● **Exercise aim**:
Rewrite the rows below so that every "rough mask" becomes "coarse mask", leaving all other text as it is.

┌────────

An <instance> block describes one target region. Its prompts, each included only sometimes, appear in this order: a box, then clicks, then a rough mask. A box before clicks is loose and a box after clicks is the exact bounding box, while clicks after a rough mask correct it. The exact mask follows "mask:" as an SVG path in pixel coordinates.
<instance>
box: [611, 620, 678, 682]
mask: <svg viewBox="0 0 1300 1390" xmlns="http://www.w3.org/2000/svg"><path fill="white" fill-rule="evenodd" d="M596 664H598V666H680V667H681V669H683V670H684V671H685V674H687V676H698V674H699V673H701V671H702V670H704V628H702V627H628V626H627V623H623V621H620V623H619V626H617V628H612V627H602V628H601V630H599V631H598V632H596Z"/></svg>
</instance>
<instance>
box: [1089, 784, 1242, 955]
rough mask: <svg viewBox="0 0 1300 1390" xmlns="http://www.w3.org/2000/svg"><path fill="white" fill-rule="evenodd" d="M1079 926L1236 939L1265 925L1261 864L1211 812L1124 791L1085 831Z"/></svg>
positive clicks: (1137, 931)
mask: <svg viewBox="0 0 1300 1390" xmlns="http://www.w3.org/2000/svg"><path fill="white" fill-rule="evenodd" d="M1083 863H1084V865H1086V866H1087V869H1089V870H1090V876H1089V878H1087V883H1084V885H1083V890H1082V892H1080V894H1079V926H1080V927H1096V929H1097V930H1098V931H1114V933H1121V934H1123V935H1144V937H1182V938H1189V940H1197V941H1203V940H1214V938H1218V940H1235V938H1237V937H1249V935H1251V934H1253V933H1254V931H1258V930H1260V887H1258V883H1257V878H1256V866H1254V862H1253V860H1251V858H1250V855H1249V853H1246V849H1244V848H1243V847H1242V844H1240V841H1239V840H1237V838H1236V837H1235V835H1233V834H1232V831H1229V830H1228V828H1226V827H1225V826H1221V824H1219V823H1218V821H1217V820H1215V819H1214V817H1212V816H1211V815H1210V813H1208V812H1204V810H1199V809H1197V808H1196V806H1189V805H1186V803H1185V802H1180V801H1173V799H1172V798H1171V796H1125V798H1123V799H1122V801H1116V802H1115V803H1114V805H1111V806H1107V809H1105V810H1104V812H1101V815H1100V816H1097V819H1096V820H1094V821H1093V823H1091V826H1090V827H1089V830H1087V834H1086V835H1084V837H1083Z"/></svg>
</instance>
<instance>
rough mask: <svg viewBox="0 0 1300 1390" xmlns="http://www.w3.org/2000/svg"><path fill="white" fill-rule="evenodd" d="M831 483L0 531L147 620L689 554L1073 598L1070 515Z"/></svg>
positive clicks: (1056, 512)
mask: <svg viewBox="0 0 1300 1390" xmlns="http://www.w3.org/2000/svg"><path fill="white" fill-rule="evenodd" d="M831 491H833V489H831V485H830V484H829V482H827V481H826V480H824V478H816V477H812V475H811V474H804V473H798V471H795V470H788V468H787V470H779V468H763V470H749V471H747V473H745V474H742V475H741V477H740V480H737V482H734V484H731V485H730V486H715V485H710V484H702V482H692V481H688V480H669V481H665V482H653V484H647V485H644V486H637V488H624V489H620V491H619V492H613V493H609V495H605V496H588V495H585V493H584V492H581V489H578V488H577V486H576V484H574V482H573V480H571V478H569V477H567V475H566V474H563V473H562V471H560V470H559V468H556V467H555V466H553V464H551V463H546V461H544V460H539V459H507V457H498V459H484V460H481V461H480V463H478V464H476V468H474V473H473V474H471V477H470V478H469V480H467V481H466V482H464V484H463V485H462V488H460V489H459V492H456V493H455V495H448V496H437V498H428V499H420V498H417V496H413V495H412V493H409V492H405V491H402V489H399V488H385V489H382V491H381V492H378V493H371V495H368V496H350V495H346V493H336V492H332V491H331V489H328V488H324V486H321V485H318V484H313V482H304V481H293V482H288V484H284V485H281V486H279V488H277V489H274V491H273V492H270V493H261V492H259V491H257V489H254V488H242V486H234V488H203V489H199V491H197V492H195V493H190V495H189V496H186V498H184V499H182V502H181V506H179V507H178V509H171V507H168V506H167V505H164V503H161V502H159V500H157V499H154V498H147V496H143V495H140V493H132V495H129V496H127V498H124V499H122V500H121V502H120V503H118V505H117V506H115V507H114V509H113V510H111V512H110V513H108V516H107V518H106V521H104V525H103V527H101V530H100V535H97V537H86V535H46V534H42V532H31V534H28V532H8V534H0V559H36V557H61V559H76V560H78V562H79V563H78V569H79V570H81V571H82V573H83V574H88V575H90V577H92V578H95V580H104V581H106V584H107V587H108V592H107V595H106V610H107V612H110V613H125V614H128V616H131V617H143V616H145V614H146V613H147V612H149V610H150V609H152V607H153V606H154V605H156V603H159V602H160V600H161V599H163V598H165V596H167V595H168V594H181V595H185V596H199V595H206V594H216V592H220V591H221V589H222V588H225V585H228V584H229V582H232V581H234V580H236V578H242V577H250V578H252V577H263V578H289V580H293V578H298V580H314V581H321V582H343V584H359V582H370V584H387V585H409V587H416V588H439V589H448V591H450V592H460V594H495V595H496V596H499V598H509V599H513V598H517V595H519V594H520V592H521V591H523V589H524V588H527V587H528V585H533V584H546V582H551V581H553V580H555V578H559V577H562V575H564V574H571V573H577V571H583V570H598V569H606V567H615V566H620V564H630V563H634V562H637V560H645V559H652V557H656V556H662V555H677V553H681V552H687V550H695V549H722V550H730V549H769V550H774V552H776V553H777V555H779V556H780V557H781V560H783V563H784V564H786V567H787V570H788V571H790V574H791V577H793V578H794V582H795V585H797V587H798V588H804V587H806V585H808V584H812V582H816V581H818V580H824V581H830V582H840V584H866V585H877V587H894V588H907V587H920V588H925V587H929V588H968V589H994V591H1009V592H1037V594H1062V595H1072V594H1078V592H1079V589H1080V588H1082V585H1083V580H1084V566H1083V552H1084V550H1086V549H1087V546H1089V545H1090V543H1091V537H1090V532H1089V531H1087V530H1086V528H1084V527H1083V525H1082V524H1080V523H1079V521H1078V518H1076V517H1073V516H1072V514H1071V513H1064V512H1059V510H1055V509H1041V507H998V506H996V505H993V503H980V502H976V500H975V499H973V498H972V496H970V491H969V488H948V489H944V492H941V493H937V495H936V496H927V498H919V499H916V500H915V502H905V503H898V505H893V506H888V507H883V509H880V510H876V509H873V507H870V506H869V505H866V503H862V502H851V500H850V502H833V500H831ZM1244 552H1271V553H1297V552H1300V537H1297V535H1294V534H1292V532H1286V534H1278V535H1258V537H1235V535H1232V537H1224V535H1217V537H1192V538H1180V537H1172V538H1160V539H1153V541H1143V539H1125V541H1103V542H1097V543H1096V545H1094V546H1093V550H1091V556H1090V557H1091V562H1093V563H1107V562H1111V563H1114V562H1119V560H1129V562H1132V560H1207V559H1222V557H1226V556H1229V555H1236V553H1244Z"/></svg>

└────────

● **Reply**:
An <instance> block describes one target region. Its prompts, each included only sometimes, appear in this order: a box, then clicks, then a coarse mask. A box before clicks is loose and a box after clicks is the exact bounding box, while clicks after a coarse mask correct it. The exact mask follows "mask:" as an SVG path in pixel coordinates.
<instance>
box: [611, 620, 678, 682]
mask: <svg viewBox="0 0 1300 1390" xmlns="http://www.w3.org/2000/svg"><path fill="white" fill-rule="evenodd" d="M596 664H598V666H680V667H681V669H683V670H684V671H685V674H687V676H698V674H699V673H701V671H702V670H704V628H702V627H628V626H627V623H623V621H620V623H619V626H617V628H612V627H602V628H601V630H599V631H598V632H596Z"/></svg>
</instance>
<instance>
box: [1089, 784, 1242, 955]
coarse mask: <svg viewBox="0 0 1300 1390" xmlns="http://www.w3.org/2000/svg"><path fill="white" fill-rule="evenodd" d="M1079 926L1236 939L1265 925L1261 864L1211 812L1124 791L1085 831Z"/></svg>
positive clicks: (1137, 931)
mask: <svg viewBox="0 0 1300 1390" xmlns="http://www.w3.org/2000/svg"><path fill="white" fill-rule="evenodd" d="M1083 863H1084V865H1086V866H1087V869H1089V870H1090V876H1089V878H1087V883H1084V885H1083V890H1082V892H1080V894H1079V926H1080V927H1096V929H1097V930H1098V931H1114V933H1121V934H1123V935H1144V937H1182V938H1189V940H1197V941H1203V940H1214V938H1218V940H1235V938H1237V937H1249V935H1251V934H1253V933H1254V931H1258V930H1260V887H1258V883H1257V878H1256V866H1254V862H1253V860H1251V858H1250V855H1249V853H1246V849H1244V848H1243V847H1242V844H1240V841H1239V840H1237V838H1236V837H1235V835H1233V834H1232V831H1229V830H1228V828H1226V827H1225V826H1221V824H1219V823H1218V821H1217V820H1215V819H1214V817H1212V816H1211V815H1210V813H1208V812H1204V810H1199V809H1197V808H1196V806H1189V805H1186V803H1185V802H1180V801H1173V799H1172V798H1171V796H1125V798H1123V799H1122V801H1116V802H1115V803H1114V805H1111V806H1107V809H1105V810H1104V812H1101V815H1100V816H1097V819H1096V820H1094V821H1093V823H1091V826H1090V827H1089V830H1087V834H1086V835H1084V837H1083Z"/></svg>
</instance>
<instance>
coarse mask: <svg viewBox="0 0 1300 1390" xmlns="http://www.w3.org/2000/svg"><path fill="white" fill-rule="evenodd" d="M831 483L0 531L147 620L689 554L1073 598L1070 515Z"/></svg>
positive clicks: (1056, 512)
mask: <svg viewBox="0 0 1300 1390" xmlns="http://www.w3.org/2000/svg"><path fill="white" fill-rule="evenodd" d="M831 491H833V489H831V485H830V484H829V482H827V481H826V480H824V478H816V477H812V475H811V474H804V473H798V471H795V470H788V468H787V470H779V468H763V470H749V471H747V473H745V474H742V475H741V477H740V480H737V482H734V484H731V485H730V486H715V485H710V484H702V482H692V481H688V480H669V481H665V482H653V484H647V485H644V486H637V488H624V489H620V491H619V492H613V493H609V495H605V496H588V495H585V493H584V492H581V489H578V488H577V486H576V484H574V482H573V480H571V478H569V477H567V475H566V474H563V473H562V471H560V470H559V468H556V467H555V466H553V464H551V463H546V461H544V460H539V459H507V457H498V459H484V460H481V461H480V463H478V464H476V468H474V473H473V474H471V477H470V478H469V480H467V481H466V482H464V484H463V485H462V488H460V489H459V492H456V493H455V495H448V496H437V498H428V499H420V498H417V496H413V495H412V493H409V492H405V491H402V489H399V488H385V489H382V491H381V492H378V493H371V495H368V496H350V495H346V493H336V492H332V491H331V489H328V488H324V486H321V485H318V484H313V482H304V481H293V482H288V484H284V485H281V486H279V488H277V489H274V491H273V492H270V493H261V492H259V491H257V489H254V488H242V486H234V488H203V489H199V491H197V492H195V493H190V495H189V496H186V498H184V499H182V502H181V506H179V507H178V509H171V507H168V506H167V505H164V503H161V502H159V500H157V499H154V498H147V496H143V495H140V493H132V495H129V496H127V498H124V499H122V500H121V502H120V503H118V505H117V506H115V507H114V509H113V510H111V512H110V513H108V516H107V518H106V521H104V525H103V527H101V530H100V535H97V537H86V535H46V534H42V532H31V534H28V532H8V534H0V559H36V557H61V559H76V560H78V562H79V563H78V569H79V570H81V571H82V573H83V574H88V575H90V577H92V578H95V580H104V581H106V584H107V587H108V592H107V595H106V610H107V612H110V613H125V614H128V616H131V617H143V616H145V614H146V613H147V612H149V610H150V609H152V607H153V606H154V605H156V603H159V602H160V600H161V599H163V598H165V596H167V595H168V594H181V595H185V596H199V595H206V594H216V592H220V591H221V589H222V588H225V585H228V584H229V582H232V581H234V580H236V578H242V577H250V578H252V577H263V578H289V580H293V578H298V580H314V581H321V582H343V584H359V582H370V584H387V585H409V587H416V588H439V589H448V591H450V592H460V594H495V595H496V596H499V598H509V599H513V598H517V595H519V594H520V592H521V591H523V589H524V588H527V587H528V585H533V584H546V582H551V581H553V580H555V578H559V577H562V575H564V574H571V573H577V571H583V570H598V569H606V567H615V566H620V564H630V563H634V562H637V560H645V559H652V557H656V556H662V555H677V553H681V552H687V550H695V549H722V550H730V549H769V550H774V552H776V553H777V555H779V556H780V557H781V560H783V563H784V564H786V567H787V570H788V571H790V574H791V577H793V578H794V582H795V585H797V587H798V588H804V587H806V585H808V584H812V582H816V581H818V580H824V581H830V582H840V584H866V585H877V587H894V588H907V587H920V588H925V587H929V588H968V589H994V591H1009V592H1037V594H1062V595H1072V594H1078V592H1079V589H1080V588H1082V585H1083V580H1084V566H1083V552H1084V550H1086V549H1087V546H1089V545H1090V543H1091V537H1090V532H1089V531H1087V530H1086V528H1084V527H1083V525H1082V524H1080V523H1079V521H1078V518H1076V517H1073V516H1072V514H1071V513H1064V512H1059V510H1055V509H1041V507H998V506H996V505H993V503H980V502H976V500H975V499H973V498H972V496H970V491H969V488H948V489H944V492H941V493H937V495H936V496H927V498H919V499H916V500H915V502H905V503H898V505H893V506H888V507H883V509H880V510H876V509H873V507H870V506H869V505H866V503H862V502H851V500H850V502H833V500H831ZM1244 552H1271V553H1297V552H1300V537H1297V535H1294V534H1292V532H1286V534H1278V535H1258V537H1235V535H1232V537H1224V535H1217V537H1192V538H1180V537H1172V538H1160V539H1153V541H1143V539H1125V541H1103V542H1097V543H1096V545H1094V546H1093V550H1091V556H1090V557H1091V562H1093V563H1107V562H1111V563H1114V562H1119V560H1129V562H1132V560H1207V559H1222V557H1226V556H1229V555H1236V553H1244Z"/></svg>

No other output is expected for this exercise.